AIM OF THE TASK: Find every line below that contains the word "elderly" and copy each of those lines.

SUPPLIED DATA:
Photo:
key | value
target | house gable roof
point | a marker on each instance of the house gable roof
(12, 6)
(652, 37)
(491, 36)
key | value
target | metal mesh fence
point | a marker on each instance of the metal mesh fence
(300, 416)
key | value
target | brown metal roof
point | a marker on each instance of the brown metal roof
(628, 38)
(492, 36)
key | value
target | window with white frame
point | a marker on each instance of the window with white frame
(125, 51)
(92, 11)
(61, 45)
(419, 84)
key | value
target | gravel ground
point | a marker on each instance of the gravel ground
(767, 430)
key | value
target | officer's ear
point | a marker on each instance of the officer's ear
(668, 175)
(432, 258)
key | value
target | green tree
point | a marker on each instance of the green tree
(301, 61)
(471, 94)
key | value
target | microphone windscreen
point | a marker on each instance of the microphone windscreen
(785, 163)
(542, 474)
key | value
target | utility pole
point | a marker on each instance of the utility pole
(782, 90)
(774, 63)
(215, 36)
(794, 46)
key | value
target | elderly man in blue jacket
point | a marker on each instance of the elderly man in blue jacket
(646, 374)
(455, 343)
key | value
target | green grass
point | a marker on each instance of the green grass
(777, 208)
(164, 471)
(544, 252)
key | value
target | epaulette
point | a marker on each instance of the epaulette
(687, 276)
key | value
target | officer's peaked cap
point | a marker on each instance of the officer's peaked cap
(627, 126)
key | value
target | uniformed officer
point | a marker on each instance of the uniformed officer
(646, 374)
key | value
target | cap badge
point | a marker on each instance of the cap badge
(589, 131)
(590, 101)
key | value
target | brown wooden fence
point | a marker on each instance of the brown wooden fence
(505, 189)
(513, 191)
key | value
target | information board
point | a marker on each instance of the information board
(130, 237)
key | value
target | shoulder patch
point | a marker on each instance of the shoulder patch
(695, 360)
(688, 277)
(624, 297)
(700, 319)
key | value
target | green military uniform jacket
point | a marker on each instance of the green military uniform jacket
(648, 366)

WRITTEN RESPONSE:
target | elderly man in blue jacket
point | a marker on each instance of the elderly man in blue jacket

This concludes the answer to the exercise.